• _Exercise materials_:
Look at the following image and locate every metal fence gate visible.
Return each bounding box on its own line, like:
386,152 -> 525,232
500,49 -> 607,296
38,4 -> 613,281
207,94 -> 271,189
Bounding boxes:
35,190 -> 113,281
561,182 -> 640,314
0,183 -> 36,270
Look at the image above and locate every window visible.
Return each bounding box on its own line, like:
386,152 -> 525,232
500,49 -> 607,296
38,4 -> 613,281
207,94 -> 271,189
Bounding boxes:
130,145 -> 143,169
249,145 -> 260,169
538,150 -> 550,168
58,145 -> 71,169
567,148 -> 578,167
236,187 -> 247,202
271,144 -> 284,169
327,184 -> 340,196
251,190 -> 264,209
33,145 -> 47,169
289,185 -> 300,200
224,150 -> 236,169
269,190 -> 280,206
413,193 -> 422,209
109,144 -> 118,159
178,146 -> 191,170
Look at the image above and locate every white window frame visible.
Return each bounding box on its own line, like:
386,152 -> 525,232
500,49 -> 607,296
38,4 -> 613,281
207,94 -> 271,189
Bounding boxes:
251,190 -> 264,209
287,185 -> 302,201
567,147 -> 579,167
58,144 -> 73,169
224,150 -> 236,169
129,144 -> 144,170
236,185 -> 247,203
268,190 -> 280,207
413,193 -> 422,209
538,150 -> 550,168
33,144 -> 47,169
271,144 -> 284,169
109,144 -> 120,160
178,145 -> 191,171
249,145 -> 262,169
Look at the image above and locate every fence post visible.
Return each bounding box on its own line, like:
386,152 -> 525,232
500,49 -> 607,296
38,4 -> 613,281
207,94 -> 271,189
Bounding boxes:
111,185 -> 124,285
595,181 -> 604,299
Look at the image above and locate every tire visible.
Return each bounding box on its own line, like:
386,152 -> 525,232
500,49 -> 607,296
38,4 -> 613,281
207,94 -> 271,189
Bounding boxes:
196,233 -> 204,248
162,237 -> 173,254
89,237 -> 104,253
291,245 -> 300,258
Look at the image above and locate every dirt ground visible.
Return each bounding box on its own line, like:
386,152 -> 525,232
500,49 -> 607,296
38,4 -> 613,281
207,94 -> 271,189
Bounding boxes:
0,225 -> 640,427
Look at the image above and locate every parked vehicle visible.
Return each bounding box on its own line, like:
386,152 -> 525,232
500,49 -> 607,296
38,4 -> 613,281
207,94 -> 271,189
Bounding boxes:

• _Stated goal_:
Reproduce all of the entries above word for word, keeping every line unchanged.

• _Final result_:
Look at the following image and locate every metal fence gate visible.
Return each bounding box on its own line, like:
386,152 -> 525,232
500,49 -> 607,296
38,4 -> 613,281
207,94 -> 271,189
Bounding boxes:
35,190 -> 113,281
561,182 -> 640,314
0,183 -> 36,270
Look at the image above and locate every window visible.
Return each bounding box on its own line, like:
386,152 -> 525,232
500,49 -> 607,296
38,4 -> 613,281
207,94 -> 271,189
Bounding boxes:
130,145 -> 143,169
249,145 -> 260,169
538,150 -> 550,168
58,145 -> 71,169
567,148 -> 578,167
236,187 -> 247,202
271,144 -> 284,169
327,184 -> 340,196
251,190 -> 264,209
33,145 -> 47,169
289,185 -> 300,200
224,150 -> 236,169
269,190 -> 280,206
413,193 -> 422,209
109,144 -> 118,159
178,146 -> 191,170
Look at the image above and locate every white window frame visible.
Return each bounding box on its own line, like:
386,152 -> 525,232
500,49 -> 607,296
38,4 -> 613,281
207,94 -> 271,189
Bounding boxes:
251,190 -> 264,209
287,185 -> 302,201
567,147 -> 579,167
58,144 -> 73,169
224,150 -> 236,169
129,144 -> 144,170
236,185 -> 247,203
268,190 -> 280,207
413,193 -> 422,209
538,150 -> 550,168
33,144 -> 47,169
271,144 -> 284,169
109,144 -> 120,160
178,145 -> 191,171
249,145 -> 262,169
Look at the image above and locate every fence post visible.
Return each bounding box on its own line, like:
386,152 -> 525,232
500,49 -> 607,296
38,4 -> 613,281
207,94 -> 271,189
Bounding boxes:
111,185 -> 124,285
595,181 -> 604,299
Look at the image above and locate every tire visible.
Return each bounding box on its own line, like:
386,152 -> 525,232
500,49 -> 607,296
38,4 -> 613,281
207,94 -> 271,189
Bounding boxes:
196,233 -> 204,248
162,237 -> 173,254
89,237 -> 104,253
291,245 -> 300,258
Look at the image above and locate every dirt ground visible.
Return each bounding box on its own line, like:
386,152 -> 525,232
500,49 -> 607,296
38,4 -> 613,281
207,94 -> 271,189
Bounding boxes:
0,225 -> 640,427
Look at the image above and locate every parked vehicle visible.
Return each bounding box on its own line, like:
386,152 -> 525,232
500,49 -> 607,296
38,4 -> 613,281
207,94 -> 271,189
Bounding boxes:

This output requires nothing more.